::: DATASET ENTRIES
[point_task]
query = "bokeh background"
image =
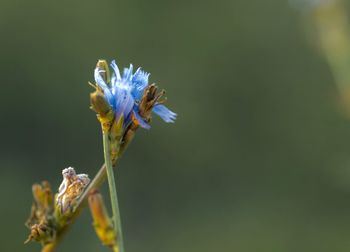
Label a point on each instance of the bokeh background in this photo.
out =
(258, 160)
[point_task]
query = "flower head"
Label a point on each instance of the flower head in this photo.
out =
(124, 93)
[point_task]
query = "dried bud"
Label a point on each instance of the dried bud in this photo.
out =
(104, 112)
(70, 189)
(102, 223)
(41, 222)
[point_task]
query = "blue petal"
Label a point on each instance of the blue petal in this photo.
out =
(139, 83)
(127, 74)
(102, 84)
(116, 74)
(141, 121)
(164, 113)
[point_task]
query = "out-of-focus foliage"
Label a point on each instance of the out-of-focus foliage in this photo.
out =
(258, 160)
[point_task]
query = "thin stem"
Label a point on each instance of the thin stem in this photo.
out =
(113, 191)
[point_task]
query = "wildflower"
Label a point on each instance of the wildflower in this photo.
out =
(71, 188)
(124, 94)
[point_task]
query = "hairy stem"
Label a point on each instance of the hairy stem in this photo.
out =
(96, 183)
(113, 191)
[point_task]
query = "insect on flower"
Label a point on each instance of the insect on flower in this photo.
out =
(124, 93)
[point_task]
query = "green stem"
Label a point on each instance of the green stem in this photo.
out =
(113, 191)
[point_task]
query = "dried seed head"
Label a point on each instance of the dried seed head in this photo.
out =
(70, 189)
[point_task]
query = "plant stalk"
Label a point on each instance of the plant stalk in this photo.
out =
(113, 191)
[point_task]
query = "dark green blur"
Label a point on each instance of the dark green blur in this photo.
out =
(258, 160)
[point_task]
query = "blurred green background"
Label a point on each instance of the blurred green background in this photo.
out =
(258, 160)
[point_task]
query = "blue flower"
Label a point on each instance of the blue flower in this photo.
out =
(124, 94)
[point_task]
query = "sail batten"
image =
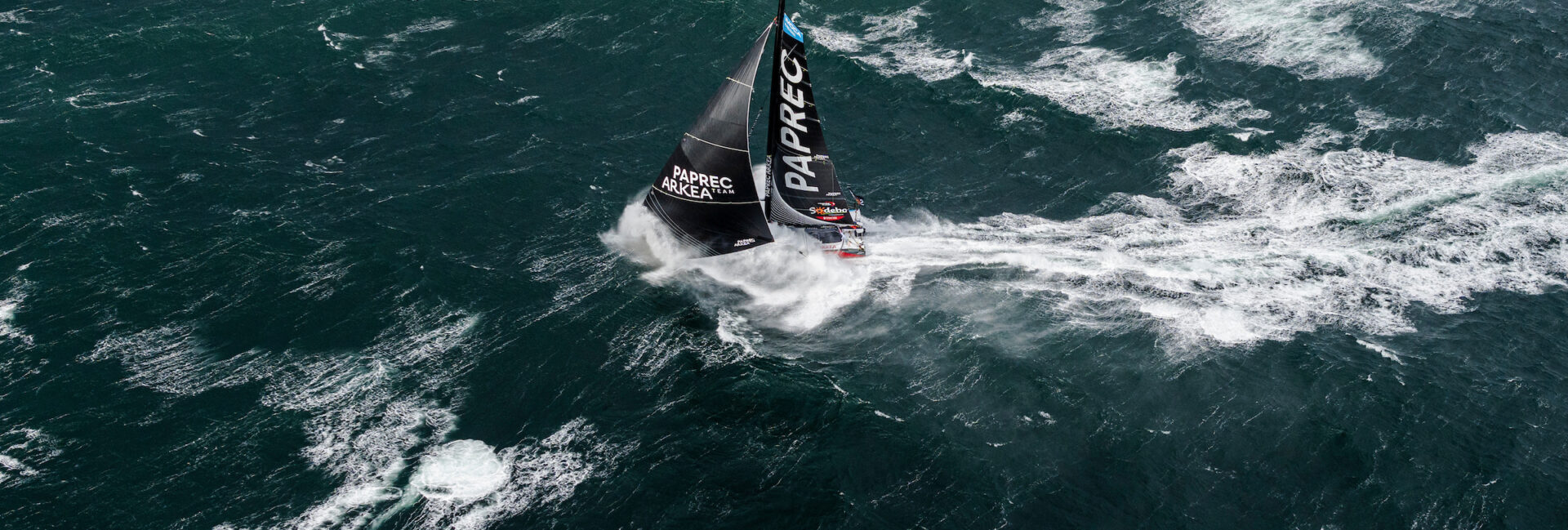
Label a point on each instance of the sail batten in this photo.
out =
(706, 194)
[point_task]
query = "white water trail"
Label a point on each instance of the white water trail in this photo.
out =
(1245, 248)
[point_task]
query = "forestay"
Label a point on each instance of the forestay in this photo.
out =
(804, 187)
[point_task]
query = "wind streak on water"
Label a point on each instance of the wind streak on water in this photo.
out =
(1245, 248)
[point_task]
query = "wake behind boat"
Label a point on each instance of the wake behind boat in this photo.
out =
(706, 194)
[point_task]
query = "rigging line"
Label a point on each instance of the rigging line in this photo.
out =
(688, 136)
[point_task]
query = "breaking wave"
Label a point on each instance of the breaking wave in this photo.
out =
(1245, 248)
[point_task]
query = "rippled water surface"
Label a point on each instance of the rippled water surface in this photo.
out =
(1187, 264)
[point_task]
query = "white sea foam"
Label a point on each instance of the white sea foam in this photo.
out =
(1312, 38)
(1075, 18)
(1117, 91)
(889, 46)
(8, 308)
(22, 452)
(1106, 85)
(468, 485)
(15, 16)
(789, 284)
(173, 359)
(1245, 248)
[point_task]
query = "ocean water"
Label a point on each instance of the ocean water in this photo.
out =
(1178, 264)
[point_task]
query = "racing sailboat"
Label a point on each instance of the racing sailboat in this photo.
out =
(706, 194)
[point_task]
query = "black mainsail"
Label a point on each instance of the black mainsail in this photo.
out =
(804, 187)
(706, 194)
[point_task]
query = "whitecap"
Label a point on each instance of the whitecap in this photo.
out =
(1310, 38)
(1073, 18)
(1117, 91)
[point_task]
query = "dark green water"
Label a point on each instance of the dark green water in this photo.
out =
(1191, 264)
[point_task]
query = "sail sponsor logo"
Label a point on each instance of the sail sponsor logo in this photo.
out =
(792, 115)
(695, 185)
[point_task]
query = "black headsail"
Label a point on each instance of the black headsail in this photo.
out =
(804, 187)
(706, 192)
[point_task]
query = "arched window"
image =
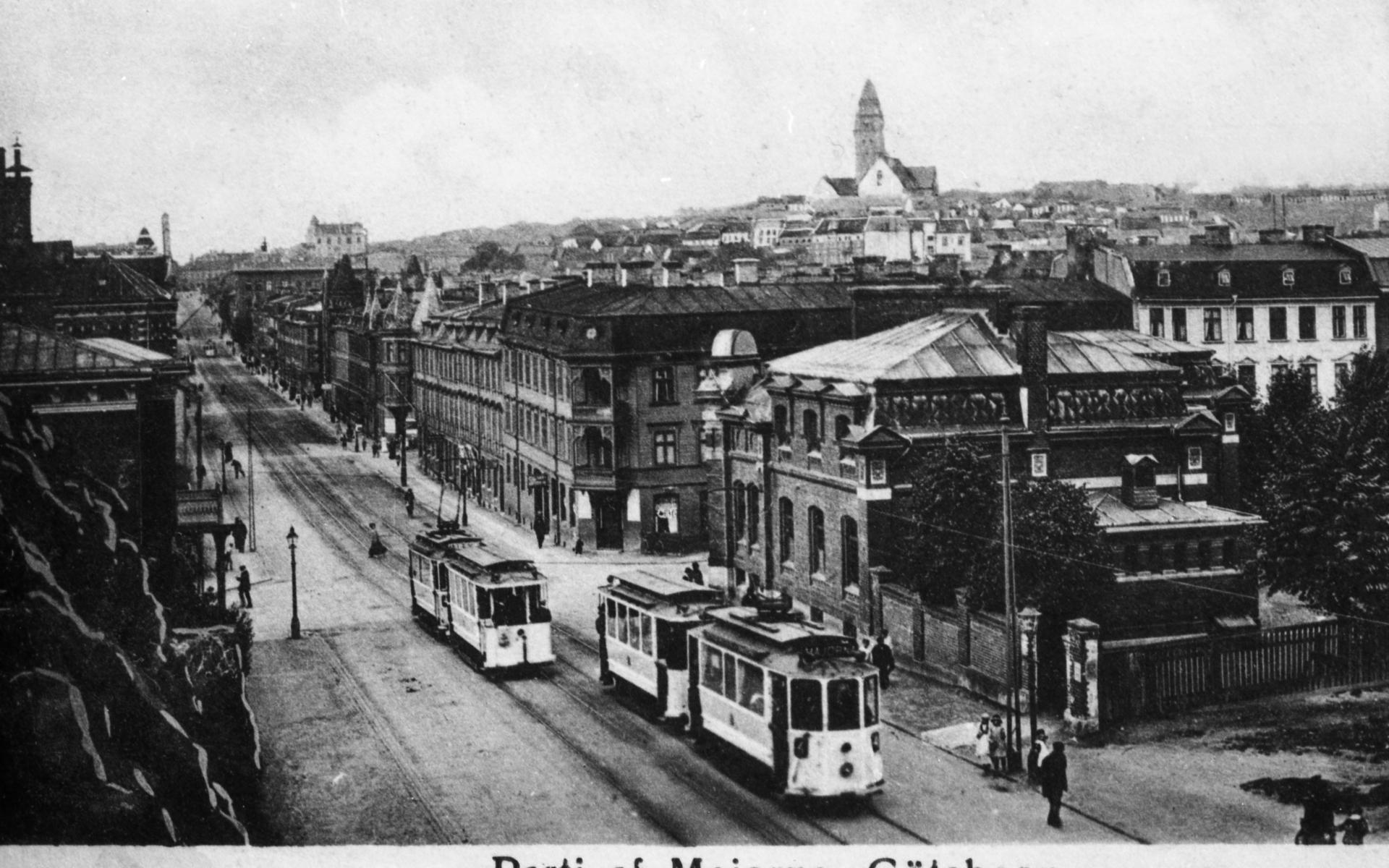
::::::
#### [PROBLEM REQUIREMENTS]
From the first line to the last, write out the data above exactly. Omit the pictures.

#### [SOLUTION FOR THIS PROBLEM]
[point_task]
query = "bokeh background"
image =
Label a point on each instance of the bokeh background in this photo.
out =
(258, 160)
[point_task]
query = "flower head"
Label a point on each instance of the flower head in this photo.
out =
(124, 93)
[point_task]
query = "dried bud"
Label a point on each instance of the dried bud in this photo.
out =
(104, 112)
(70, 189)
(102, 223)
(41, 222)
[point_task]
query = "blue petal"
Label a point on each instance of the blue petal in this photo.
out =
(139, 83)
(127, 74)
(102, 84)
(116, 74)
(141, 121)
(164, 113)
[point_task]
query = "out-of-focus foliage"
Label a point on each instance of the out-of-focus foliage in this photo.
out =
(258, 160)
[point_task]
query = "thin stem"
Label a point on each instance of the thin stem in this photo.
out =
(113, 191)
[point_task]
query = "wildflower"
Label a point on each instance of the wildflower in this photo.
out =
(71, 188)
(124, 94)
[point_task]
query = "hairy stem"
Label a point on each instance of the hairy stem in this photo.
out =
(96, 183)
(113, 191)
[point_task]
query = "insect on flower"
Label a point on each instance of the insect on flower in this photo.
out =
(124, 93)
[point_task]
query = "green stem"
Label a point on each instance of the green stem in this photo.
out =
(113, 191)
[point_task]
query = "dried seed head"
Label a point on each instance of the dried seed head in this photo.
out =
(70, 189)
[point_task]
query = "plant stalk"
Label a point on each instance of the plant stalk in this photo.
out =
(113, 191)
[point_task]
query = "dark green blur"
Label a point on each instance of the dark green blur in this photo.
out =
(258, 160)
[point_task]
query = "blurred green background"
Label a point on each instance of the blurred green background in this photo.
out =
(258, 160)
[point_task]
query = "blue flower"
Label a point on each instance of the blue flower in this photo.
out =
(124, 94)
[point_task]
query = "sail batten"
image =
Label a point on each instance of the sail batten in this photo.
out =
(706, 194)
[point_task]
query = "white water trail"
Label a point on each instance of the white water trail in this photo.
out =
(1245, 248)
[point_task]
query = "forestay"
Label a point on each instance of the forestay in this photo.
out =
(804, 187)
[point_task]
query = "wind streak on water"
Label a point on each instance of the wind streak on water in this photo.
out =
(1245, 248)
[point_task]
query = "wake behind boat"
Label a point on each instance of the wake behind boat in this photo.
out =
(706, 194)
[point_task]
query = "rigging line"
Label a point on each instance of the rigging line in this photo.
out =
(688, 136)
[point_task]
query = "breaking wave"
Label a point on each instance of the breaking wave in this photo.
out =
(1245, 248)
[point_task]
query = "rippled water surface"
Label a point on each instance of the rippled water surface in this photo.
out =
(1187, 264)
[point_task]
query = "white sea foam"
Label a point on each instance of the white sea foam in this photo.
out =
(1312, 38)
(1075, 18)
(1117, 91)
(889, 46)
(8, 308)
(22, 452)
(1106, 85)
(468, 485)
(15, 16)
(789, 284)
(173, 359)
(1245, 248)
[point_task]
query = "ocean water"
Label a point on each instance of the ocean water in this photo.
out =
(1178, 264)
[point_task]
query = "racing sailboat"
Label a point on each instance of the racing sailboat in this photo.
out =
(706, 194)
[point_task]
query = "black mainsail"
Label a point on each instance of the black mainsail in this photo.
out =
(804, 187)
(706, 194)
[point_task]
query = "whitecap"
Label a point on each instance of the whitecap in this photo.
out =
(1310, 38)
(1073, 18)
(1117, 91)
[point_task]
query = "dark green water"
Label a point on each instance of the dark green water in this photo.
out =
(1191, 264)
[point_task]
query = "sail sponsor logo"
Label a point on each instance of the sail sponsor logo in this photo.
out =
(792, 115)
(695, 185)
[point_task]
query = "black headsail"
Label a point on each instance of the black headsail in this photo.
out =
(804, 187)
(706, 192)
[point_task]
query = "arched window"
image =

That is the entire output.